Required work
All pictures must be left out as you transcribe the lines from the first line of the data to the line containing "search: player's right arm", both included.

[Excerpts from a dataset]
········
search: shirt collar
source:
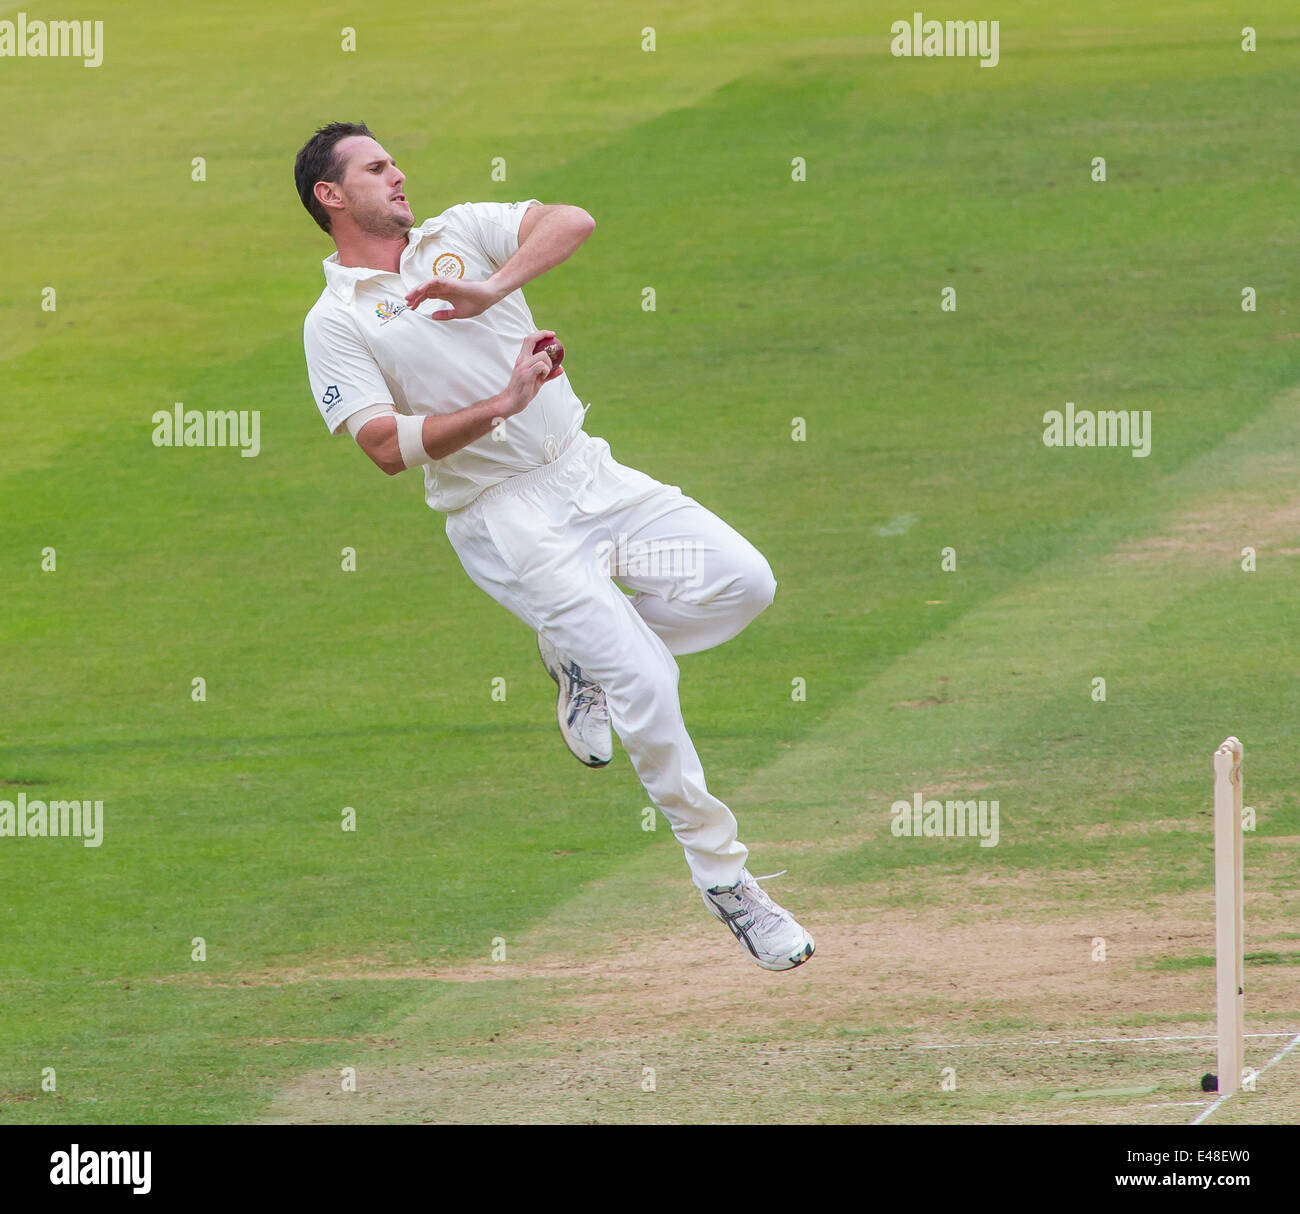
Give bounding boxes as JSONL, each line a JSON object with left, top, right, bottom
{"left": 321, "top": 216, "right": 447, "bottom": 302}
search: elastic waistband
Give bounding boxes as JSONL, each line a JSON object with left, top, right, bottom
{"left": 453, "top": 433, "right": 593, "bottom": 512}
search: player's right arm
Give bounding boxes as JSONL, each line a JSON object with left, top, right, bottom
{"left": 342, "top": 332, "right": 559, "bottom": 476}
{"left": 349, "top": 331, "right": 555, "bottom": 474}
{"left": 305, "top": 304, "right": 555, "bottom": 477}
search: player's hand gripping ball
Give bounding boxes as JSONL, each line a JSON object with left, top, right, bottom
{"left": 533, "top": 336, "right": 565, "bottom": 381}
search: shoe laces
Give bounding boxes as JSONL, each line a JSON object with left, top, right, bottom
{"left": 729, "top": 870, "right": 792, "bottom": 936}
{"left": 565, "top": 662, "right": 608, "bottom": 725}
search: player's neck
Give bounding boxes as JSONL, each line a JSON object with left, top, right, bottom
{"left": 332, "top": 224, "right": 409, "bottom": 274}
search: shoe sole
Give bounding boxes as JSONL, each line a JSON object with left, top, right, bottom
{"left": 748, "top": 932, "right": 815, "bottom": 971}
{"left": 538, "top": 636, "right": 611, "bottom": 768}
{"left": 761, "top": 935, "right": 815, "bottom": 971}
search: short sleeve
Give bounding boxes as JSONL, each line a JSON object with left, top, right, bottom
{"left": 455, "top": 199, "right": 541, "bottom": 272}
{"left": 303, "top": 305, "right": 394, "bottom": 434}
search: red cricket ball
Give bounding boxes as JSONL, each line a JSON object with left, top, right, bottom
{"left": 534, "top": 336, "right": 564, "bottom": 380}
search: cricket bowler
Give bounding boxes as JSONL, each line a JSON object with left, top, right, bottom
{"left": 294, "top": 122, "right": 813, "bottom": 970}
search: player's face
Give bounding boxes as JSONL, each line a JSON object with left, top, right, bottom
{"left": 334, "top": 136, "right": 413, "bottom": 235}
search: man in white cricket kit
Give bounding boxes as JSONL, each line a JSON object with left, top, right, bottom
{"left": 295, "top": 123, "right": 813, "bottom": 970}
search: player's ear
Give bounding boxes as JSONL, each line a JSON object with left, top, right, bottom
{"left": 314, "top": 179, "right": 346, "bottom": 217}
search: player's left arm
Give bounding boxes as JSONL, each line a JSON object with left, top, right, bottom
{"left": 404, "top": 204, "right": 594, "bottom": 319}
{"left": 488, "top": 203, "right": 594, "bottom": 296}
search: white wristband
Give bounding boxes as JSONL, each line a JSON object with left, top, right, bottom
{"left": 394, "top": 412, "right": 432, "bottom": 469}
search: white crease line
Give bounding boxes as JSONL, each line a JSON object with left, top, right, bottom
{"left": 903, "top": 1032, "right": 1296, "bottom": 1051}
{"left": 808, "top": 1031, "right": 1295, "bottom": 1053}
{"left": 1190, "top": 1032, "right": 1300, "bottom": 1126}
{"left": 739, "top": 1031, "right": 1296, "bottom": 1054}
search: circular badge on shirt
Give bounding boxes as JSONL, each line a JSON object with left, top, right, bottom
{"left": 434, "top": 253, "right": 466, "bottom": 279}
········
Response to the exercise
search: shirt collar
source:
Give bounding boxes as JSONL, each line a JSON object with left, top, right, bottom
{"left": 321, "top": 216, "right": 447, "bottom": 302}
search: elastic waistband
Give bounding boxes as JSONL, each line a JSON object with left, top, right, bottom
{"left": 453, "top": 433, "right": 593, "bottom": 512}
search: player's right arm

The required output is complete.